* _Texto de referência_
Iara
Vidal: Trump, o veludo molhado e a crise neoliberal
A moda sempre refletiu
as dinâmicas econômicas, políticas e sociais de sua época. Ela é um espelho do
espírito do tempo. O recente retorno de tendências dos anos 1990, como o icônico
veludo molhado, não é apenas uma celebração estética.
Esse resgate do veludo
molhado encapsula as crises do capitalismo, as
mudanças sociais e até mesmo a polarização política que marca o cenário atual,
incluindo o retorno de Donald Trump à
Casa Branca em 2025.
Veludo molhado e neoliberalismo
Os anos 1990 foram um
período de consolidação do neoliberalismo, marcado
por privatizações, desregulamentações e a expansão da globalização. Esse
sistema prometia prosperidade, mas também plantava as sementes de desigualdade
e crises futuras.
Enquanto isso, a moda
acompanhava esse movimento, e o veludo molhado despontava como um dos tecidos
mais icônicos da década. Com brilho característico e textura macia, o tecido
tornou-se sinônimo de elegância e versatilidade, destacando-se em peças como
vestidos, blusas e acessórios.
Popularizado por ícones
como Kate Moss e Winona Ryder, o veludo molhado combinava sofisticação com um
toque casual, muitas vezes usado em slip
dresses ou combinado com jaquetas de couro e botas pesadas.
Seu apelo se consolidou em tons profundos, como preto, vinho e azul marinho,
adaptando-se a diferentes estilos — de silhuetas sensuais a cortes mais
confortáveis.
Hoje, o renascimento do
veludo molhado, reinterpretado por grandes marcas, não é apenas uma referência
retrô, mas um reflexo das incertezas contemporâneas. Ele evoca segurança e
conforto em um momento em que as promessas do neoliberalismo desmoronam.
·
Nostalgia em tempos de crise
O retorno do veludo
molhado vai além de uma tendência vintage; reflete uma busca por conforto
emocional em meio às incertezas globais. A nostalgia, como explica o
historiador marxista Eric Hobsbawm em "Era dos Extremos", é uma
reação coletiva às crises do capitalismo, oferecendo refúgio diante de mudanças
rápidas, desigualdades crescentes e precarização social.

* _Registros_
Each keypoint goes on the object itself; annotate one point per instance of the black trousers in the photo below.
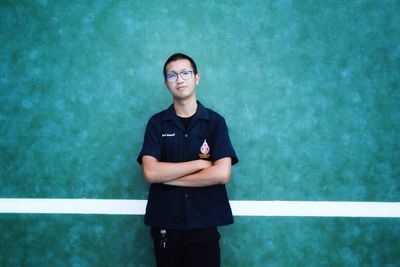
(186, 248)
==
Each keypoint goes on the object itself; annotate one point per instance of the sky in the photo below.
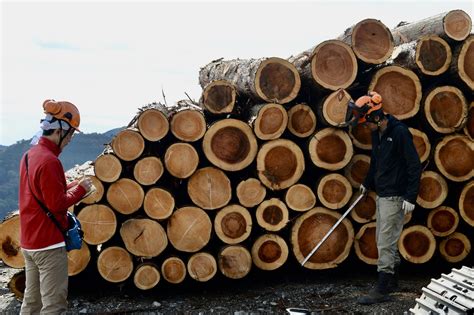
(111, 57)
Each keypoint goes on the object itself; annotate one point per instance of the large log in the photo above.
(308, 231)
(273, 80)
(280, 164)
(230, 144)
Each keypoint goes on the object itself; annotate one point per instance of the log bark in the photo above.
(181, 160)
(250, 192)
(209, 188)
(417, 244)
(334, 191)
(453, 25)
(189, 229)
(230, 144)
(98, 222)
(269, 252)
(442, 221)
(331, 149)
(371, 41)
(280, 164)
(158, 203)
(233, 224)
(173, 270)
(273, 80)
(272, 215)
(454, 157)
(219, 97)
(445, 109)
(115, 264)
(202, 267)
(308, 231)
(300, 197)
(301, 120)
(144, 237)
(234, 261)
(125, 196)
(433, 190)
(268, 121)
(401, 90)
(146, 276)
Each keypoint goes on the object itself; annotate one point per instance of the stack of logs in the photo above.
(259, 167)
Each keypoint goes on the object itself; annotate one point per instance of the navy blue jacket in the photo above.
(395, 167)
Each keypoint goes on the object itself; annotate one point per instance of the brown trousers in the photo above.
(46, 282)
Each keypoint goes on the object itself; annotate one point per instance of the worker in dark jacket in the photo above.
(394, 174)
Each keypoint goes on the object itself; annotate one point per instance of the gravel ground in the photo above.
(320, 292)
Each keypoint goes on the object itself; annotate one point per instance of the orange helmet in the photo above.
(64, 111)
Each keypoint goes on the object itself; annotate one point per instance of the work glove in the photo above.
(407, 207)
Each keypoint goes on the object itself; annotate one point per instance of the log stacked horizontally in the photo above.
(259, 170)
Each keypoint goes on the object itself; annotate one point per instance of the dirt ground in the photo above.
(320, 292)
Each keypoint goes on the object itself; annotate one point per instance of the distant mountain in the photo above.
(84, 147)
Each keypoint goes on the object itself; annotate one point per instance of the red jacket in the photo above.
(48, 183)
==
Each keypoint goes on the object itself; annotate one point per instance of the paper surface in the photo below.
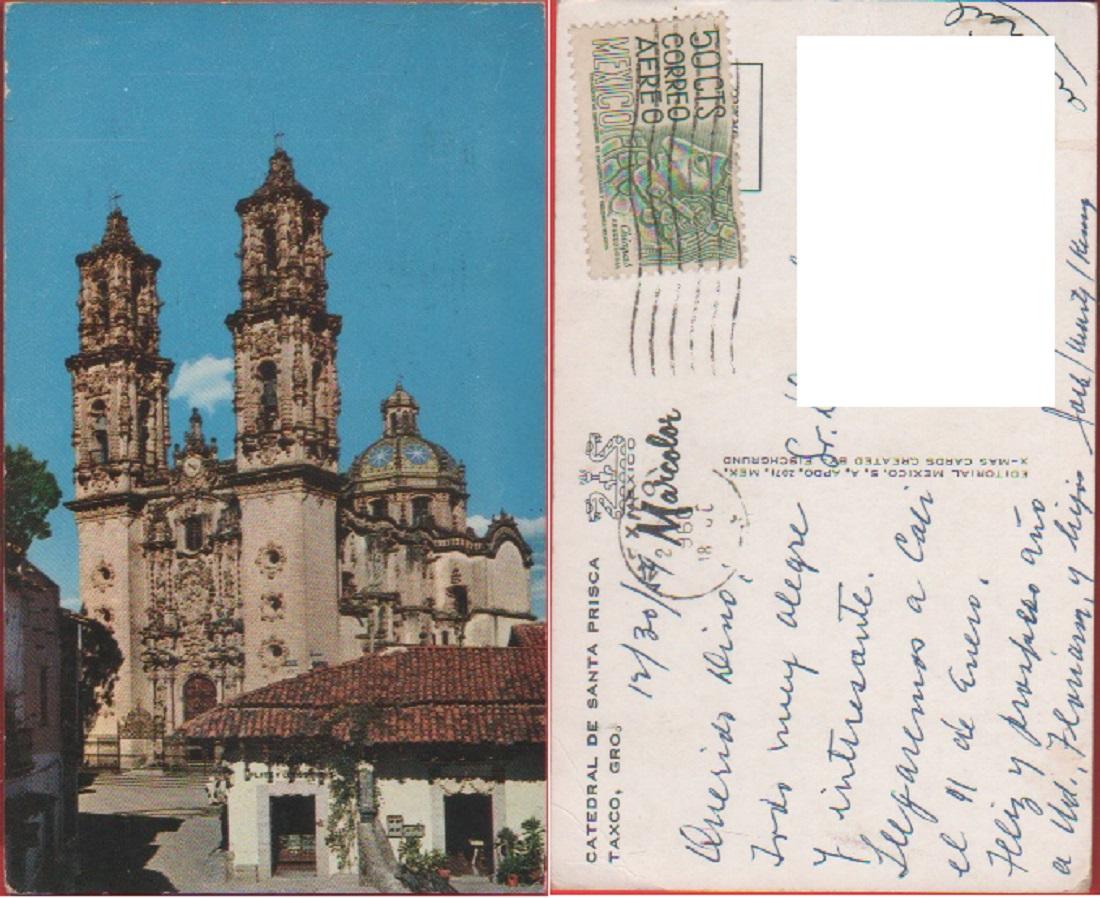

* _Tarefas e exercícios_
#1 Responda às perguntas com base no texto sobre o veludo molhado.
(a) Que três processos marcaram a consolidação do neoliberalismo nos anos 1990?
(b) Em quais tons profundos se consolidou o apelo do veludo molhado?
(c) Em que obra Eric Hobsbawm explica a nostalgia como reação coletiva às crises do capitalismo?
#2 Indique se cada afirmação está de acordo com o texto sobre o veludo molhado. Justifique com as palavras do próprio texto.
(a) O retorno de Donald Trump à Casa Branca é situado em 2025.
(b) O veludo molhado foi popularizado por Kate Moss e Winona Ryder.
(c) O renascimento do veludo molhado é apresentado apenas como uma referência retrô.
Os registros constituem um material à parte, independente do texto sobre o veludo molhado.

* _Soluções completas_
#1
(a) As privatizações, as desregulamentações e a expansão da globalização.
(b) Em preto, vinho e azul marinho.
(c) Em "Era dos Extremos".

#2
(a) Sim: "incluindo o retorno de Donald Trump à Casa Branca em 2025".
(b) Sim: "Popularizado por ícones como Kate Moss e Winona Ryder".
(c) Não: "não é apenas uma referência retrô, mas um reflexo das incertezas contemporâneas".